** start of The records **

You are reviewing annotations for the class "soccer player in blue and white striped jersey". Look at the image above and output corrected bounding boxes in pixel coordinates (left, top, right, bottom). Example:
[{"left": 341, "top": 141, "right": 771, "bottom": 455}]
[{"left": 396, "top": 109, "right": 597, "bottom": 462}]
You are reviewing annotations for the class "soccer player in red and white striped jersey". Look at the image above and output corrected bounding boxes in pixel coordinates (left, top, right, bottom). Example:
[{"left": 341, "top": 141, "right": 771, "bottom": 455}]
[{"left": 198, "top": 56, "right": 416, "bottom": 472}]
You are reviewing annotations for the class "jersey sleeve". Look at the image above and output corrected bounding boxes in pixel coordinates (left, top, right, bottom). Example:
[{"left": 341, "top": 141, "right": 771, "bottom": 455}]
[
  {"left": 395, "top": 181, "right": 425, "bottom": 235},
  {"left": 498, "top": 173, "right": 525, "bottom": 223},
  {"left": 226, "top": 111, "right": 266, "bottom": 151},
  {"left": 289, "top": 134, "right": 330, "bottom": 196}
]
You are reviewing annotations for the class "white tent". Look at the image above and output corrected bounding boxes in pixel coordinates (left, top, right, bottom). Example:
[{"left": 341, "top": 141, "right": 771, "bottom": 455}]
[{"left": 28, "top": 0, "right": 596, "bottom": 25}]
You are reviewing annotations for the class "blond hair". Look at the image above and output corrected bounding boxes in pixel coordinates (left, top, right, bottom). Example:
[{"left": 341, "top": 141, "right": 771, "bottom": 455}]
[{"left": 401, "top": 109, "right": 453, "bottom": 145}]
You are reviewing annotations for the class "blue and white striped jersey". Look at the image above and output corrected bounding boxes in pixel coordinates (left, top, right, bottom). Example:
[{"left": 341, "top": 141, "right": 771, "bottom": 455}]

** end of The records **

Convert every line of the records above into a JSON list of strings, with one string per line and any blank lines omitted.

[
  "You are reviewing annotations for the class \"soccer player in blue and white striped jersey\". Look at the image above and output corrected bounding boxes in pixel coordinates (left, top, right, bottom). Example:",
  "[{\"left\": 341, \"top\": 141, \"right\": 771, \"bottom\": 455}]",
  "[{\"left\": 396, \"top\": 109, \"right\": 597, \"bottom\": 462}]",
  "You are reviewing annotations for the class \"soccer player in red and white striped jersey\". Look at the image above and output corrected bounding boxes in pixel coordinates (left, top, right, bottom). Example:",
  "[{\"left\": 341, \"top\": 141, \"right\": 771, \"bottom\": 455}]",
  "[{\"left\": 198, \"top\": 56, \"right\": 416, \"bottom\": 472}]",
  "You are reviewing annotations for the class \"jersey sleeve\". Look at the image above and output corrected bounding boxes in pixel coordinates (left, top, right, bottom). Example:",
  "[{\"left\": 341, \"top\": 141, \"right\": 771, \"bottom\": 455}]",
  "[",
  "  {\"left\": 395, \"top\": 181, \"right\": 425, \"bottom\": 235},",
  "  {\"left\": 498, \"top\": 173, \"right\": 525, \"bottom\": 223},",
  "  {\"left\": 226, \"top\": 111, \"right\": 266, \"bottom\": 151},",
  "  {\"left\": 289, \"top\": 134, \"right\": 330, \"bottom\": 196}",
  "]",
  "You are reviewing annotations for the class \"white tent\". Look at the image above and output corrected bounding boxes in pixel coordinates (left, top, right, bottom). Example:",
  "[{\"left\": 341, \"top\": 141, \"right\": 771, \"bottom\": 455}]",
  "[{\"left\": 28, \"top\": 0, \"right\": 596, \"bottom\": 25}]",
  "You are reviewing annotations for the class \"blond hair\". Look at the image above and output corrected bounding boxes in pixel coordinates (left, top, right, bottom). Example:",
  "[{\"left\": 341, \"top\": 141, \"right\": 771, \"bottom\": 455}]",
  "[{\"left\": 401, \"top\": 109, \"right\": 453, \"bottom\": 145}]",
  "You are reviewing annotations for the class \"blue and white striped jersey\". Look at the image above and output corrected bounding boxes in pixel coordinates (left, top, right, bottom). Example:",
  "[{\"left\": 341, \"top\": 141, \"right\": 771, \"bottom\": 455}]"
]